PROVIDED PASSAGE =
In the Proteus cyclotron protons can reach energies of 70 to 230 megaelectronvolts (for comparison: the energy of protons in the LHC accelerator can be even hundreds of thousands of times greater). When excited by a collision with a proton, the lead nucleus can decay into secondary particles or move to a lower energy state, which is combined with the emission of a gamma-ray quantum. The two cases are fundamentally different: the energies of secondary particles can be virtually arbitrary, while the energies of the gamma quanta must correspond to the differences between the specific energy states of the nucleus. This means that it is the gamma quanta that carry the most valuable information about the structure of the atomic nucleus.

Our international team specialises in observations of decays with emission of gamma quanta of particular excitations of nuclei, known as giant resonances”, says Dr. Maria Kmiecik (IFJ PAN), and then specifies: “So far we have studied decays of such resonances in 'hot' nuclei, i.e. those excited to high energies. However, now, thanks to an appropriate choice of experimental conditions and measurement devices, the HECTOR system of high-energy gamma-ray detectors from the University of Milan and the KRATTA matrix detector for scattered protons built in Cracow, we have managed to see decays of gamma resonances in 'cold' nuclei, i.e. those excited on ground states. What is particularly important we were also able to observe oscillations of the nucleus as a whole, being the effect of a giant quadrupole resonance.

TASK REQUIREMENTS =
In the passage on proton-excited lead nuclei, change "measurement devices" to "detection equipment" and give the text again, starting with "Our international team" and going on through "giant quadrupole resonance.".

INFORMATION GIVEN =
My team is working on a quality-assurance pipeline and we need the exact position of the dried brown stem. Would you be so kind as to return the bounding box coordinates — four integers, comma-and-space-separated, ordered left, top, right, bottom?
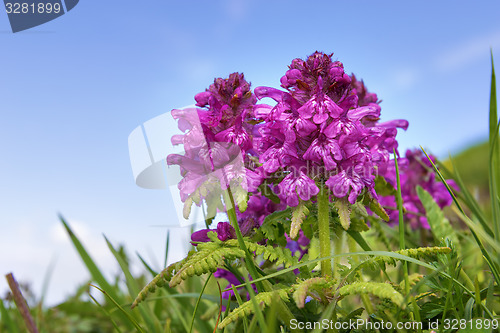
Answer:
5, 273, 38, 333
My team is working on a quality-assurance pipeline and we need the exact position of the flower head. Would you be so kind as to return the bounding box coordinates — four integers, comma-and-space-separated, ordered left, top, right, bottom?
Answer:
255, 52, 407, 206
379, 149, 458, 229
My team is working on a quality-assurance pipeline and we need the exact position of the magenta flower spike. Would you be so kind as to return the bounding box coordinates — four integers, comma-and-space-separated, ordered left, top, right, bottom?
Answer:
255, 52, 408, 207
379, 149, 458, 230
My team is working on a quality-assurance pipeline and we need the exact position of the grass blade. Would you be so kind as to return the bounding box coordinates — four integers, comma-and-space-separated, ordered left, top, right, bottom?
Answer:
88, 293, 122, 333
189, 274, 212, 333
135, 252, 158, 277
489, 50, 500, 208
104, 236, 161, 331
420, 147, 500, 284
90, 284, 146, 333
59, 216, 118, 302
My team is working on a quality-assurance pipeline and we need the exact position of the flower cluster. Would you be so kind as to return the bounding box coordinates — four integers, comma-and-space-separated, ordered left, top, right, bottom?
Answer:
379, 149, 458, 229
254, 52, 408, 206
167, 73, 261, 218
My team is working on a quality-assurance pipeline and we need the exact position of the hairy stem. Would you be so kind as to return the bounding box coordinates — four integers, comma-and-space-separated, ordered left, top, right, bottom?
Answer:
318, 186, 332, 276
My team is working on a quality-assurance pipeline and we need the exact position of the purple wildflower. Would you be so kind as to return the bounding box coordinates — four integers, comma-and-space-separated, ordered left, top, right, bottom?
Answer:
379, 149, 458, 229
167, 73, 262, 218
254, 52, 407, 206
191, 222, 236, 245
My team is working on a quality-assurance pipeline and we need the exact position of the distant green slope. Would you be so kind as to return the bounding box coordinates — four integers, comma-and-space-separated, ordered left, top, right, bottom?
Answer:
444, 142, 489, 193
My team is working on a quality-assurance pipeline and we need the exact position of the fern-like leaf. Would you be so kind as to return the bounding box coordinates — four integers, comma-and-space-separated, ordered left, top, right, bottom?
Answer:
132, 251, 187, 309
292, 277, 333, 308
218, 289, 289, 329
338, 282, 404, 307
169, 242, 245, 287
224, 239, 298, 268
376, 246, 451, 265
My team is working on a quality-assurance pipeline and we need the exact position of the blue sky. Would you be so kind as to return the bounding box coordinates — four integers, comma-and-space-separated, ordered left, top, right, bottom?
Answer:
0, 0, 500, 303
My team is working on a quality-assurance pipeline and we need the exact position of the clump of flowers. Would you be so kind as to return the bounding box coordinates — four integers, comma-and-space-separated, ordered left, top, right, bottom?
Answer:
255, 52, 408, 210
379, 149, 458, 229
167, 73, 260, 219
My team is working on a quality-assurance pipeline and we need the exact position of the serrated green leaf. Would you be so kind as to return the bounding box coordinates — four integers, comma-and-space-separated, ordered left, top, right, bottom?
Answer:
290, 201, 309, 239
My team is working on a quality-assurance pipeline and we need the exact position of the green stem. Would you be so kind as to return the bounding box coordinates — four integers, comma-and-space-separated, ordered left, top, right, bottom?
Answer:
333, 228, 345, 277
394, 149, 413, 320
317, 186, 332, 276
223, 188, 262, 282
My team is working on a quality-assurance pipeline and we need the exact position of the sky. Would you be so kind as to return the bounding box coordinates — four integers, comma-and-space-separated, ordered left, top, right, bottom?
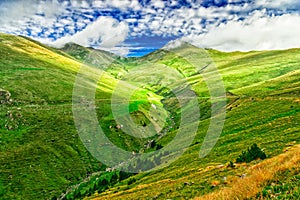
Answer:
0, 0, 300, 56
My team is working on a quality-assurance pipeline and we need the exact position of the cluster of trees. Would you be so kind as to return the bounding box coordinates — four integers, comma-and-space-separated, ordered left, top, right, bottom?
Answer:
236, 144, 267, 163
57, 171, 133, 200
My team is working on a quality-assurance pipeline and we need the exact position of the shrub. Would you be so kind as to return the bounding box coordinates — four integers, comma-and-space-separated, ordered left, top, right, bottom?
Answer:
127, 178, 136, 185
236, 144, 267, 163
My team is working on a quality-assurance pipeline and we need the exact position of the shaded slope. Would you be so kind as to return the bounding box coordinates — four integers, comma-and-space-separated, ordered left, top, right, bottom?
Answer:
0, 34, 166, 199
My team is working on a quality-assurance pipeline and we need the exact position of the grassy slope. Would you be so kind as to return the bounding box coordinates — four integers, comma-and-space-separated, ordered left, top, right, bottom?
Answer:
0, 34, 164, 199
89, 46, 300, 199
0, 35, 300, 199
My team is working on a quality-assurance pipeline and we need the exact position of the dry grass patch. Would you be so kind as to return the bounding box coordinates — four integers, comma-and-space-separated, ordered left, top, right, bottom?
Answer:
196, 145, 300, 200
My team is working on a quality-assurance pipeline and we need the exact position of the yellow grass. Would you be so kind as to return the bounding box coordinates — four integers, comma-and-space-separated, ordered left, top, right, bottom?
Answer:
196, 145, 300, 200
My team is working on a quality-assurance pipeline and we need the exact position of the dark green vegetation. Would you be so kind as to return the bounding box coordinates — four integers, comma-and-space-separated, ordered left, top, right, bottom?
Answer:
0, 34, 300, 199
236, 144, 267, 163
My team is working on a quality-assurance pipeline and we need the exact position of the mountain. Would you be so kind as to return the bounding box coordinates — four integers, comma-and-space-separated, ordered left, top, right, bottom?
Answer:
0, 34, 300, 199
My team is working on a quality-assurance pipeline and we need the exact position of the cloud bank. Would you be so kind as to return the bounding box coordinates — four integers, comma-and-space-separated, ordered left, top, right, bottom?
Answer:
182, 11, 300, 51
0, 0, 300, 55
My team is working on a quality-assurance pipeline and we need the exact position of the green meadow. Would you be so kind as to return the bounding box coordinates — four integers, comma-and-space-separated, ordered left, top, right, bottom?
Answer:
0, 34, 300, 199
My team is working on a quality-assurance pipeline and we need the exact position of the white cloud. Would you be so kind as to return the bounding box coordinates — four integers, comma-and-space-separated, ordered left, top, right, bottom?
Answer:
182, 12, 300, 51
255, 0, 300, 9
51, 17, 129, 48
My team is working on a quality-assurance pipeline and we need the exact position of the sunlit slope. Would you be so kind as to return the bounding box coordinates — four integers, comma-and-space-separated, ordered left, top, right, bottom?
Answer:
92, 45, 300, 199
0, 34, 164, 199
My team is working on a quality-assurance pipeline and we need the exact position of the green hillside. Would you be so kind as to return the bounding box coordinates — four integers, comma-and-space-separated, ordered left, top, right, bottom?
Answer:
0, 34, 165, 199
0, 34, 300, 199
88, 46, 300, 199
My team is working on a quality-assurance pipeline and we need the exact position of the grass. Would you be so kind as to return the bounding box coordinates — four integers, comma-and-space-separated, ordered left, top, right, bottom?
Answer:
0, 34, 300, 199
196, 145, 300, 200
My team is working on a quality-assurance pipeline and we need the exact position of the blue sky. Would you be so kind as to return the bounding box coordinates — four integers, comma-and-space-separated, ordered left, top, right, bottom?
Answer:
0, 0, 300, 56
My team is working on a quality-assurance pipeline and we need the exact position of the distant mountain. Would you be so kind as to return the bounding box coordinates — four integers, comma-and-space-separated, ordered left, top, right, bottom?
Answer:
0, 33, 300, 200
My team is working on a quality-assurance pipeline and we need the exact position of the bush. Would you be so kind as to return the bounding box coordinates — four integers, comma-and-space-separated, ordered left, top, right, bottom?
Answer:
127, 178, 136, 185
236, 144, 267, 163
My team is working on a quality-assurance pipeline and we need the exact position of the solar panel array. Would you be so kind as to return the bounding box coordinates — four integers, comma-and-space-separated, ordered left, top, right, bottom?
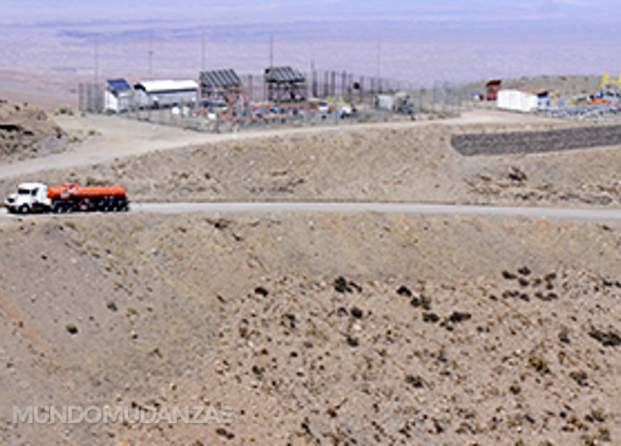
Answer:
265, 67, 306, 83
201, 68, 242, 88
107, 79, 132, 91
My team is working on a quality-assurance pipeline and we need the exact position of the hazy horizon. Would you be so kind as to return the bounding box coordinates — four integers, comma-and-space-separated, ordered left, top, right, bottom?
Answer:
0, 0, 621, 101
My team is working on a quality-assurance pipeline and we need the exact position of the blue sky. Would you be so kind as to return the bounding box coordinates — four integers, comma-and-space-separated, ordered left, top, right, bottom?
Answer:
0, 0, 621, 87
0, 0, 620, 25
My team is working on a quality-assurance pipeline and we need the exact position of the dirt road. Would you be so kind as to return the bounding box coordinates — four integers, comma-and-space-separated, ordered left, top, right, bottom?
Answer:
0, 110, 543, 179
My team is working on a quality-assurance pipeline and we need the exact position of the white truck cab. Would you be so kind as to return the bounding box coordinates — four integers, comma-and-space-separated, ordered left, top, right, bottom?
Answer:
4, 183, 52, 214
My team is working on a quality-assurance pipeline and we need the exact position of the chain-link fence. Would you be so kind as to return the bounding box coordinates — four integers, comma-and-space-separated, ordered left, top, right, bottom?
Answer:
79, 70, 469, 132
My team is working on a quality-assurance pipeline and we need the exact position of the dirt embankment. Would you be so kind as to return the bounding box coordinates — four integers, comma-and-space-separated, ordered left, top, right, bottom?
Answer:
0, 100, 67, 162
0, 123, 621, 206
0, 214, 621, 445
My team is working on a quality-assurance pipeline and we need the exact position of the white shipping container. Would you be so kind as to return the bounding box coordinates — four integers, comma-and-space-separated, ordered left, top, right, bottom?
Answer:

COMPLETED EXERCISE =
Our international team specialises in observations of decays with emission of gamma quanta of particular excitations of nuclei, known as giant resonances”, says Dr. Maria Kmiecik (IFJ PAN), and then specifies: “So far we have studied decays of such resonances in 'hot' nuclei, i.e. those excited to high energies. However, now, thanks to an appropriate choice of experimental conditions and detection equipment, the HECTOR system of high-energy gamma-ray detectors from the University of Milan and the KRATTA matrix detector for scattered protons built in Cracow, we have managed to see decays of gamma resonances in 'cold' nuclei, i.e. those excited on ground states. What is particularly important we were also able to observe oscillations of the nucleus as a whole, being the effect of a giant quadrupole resonance.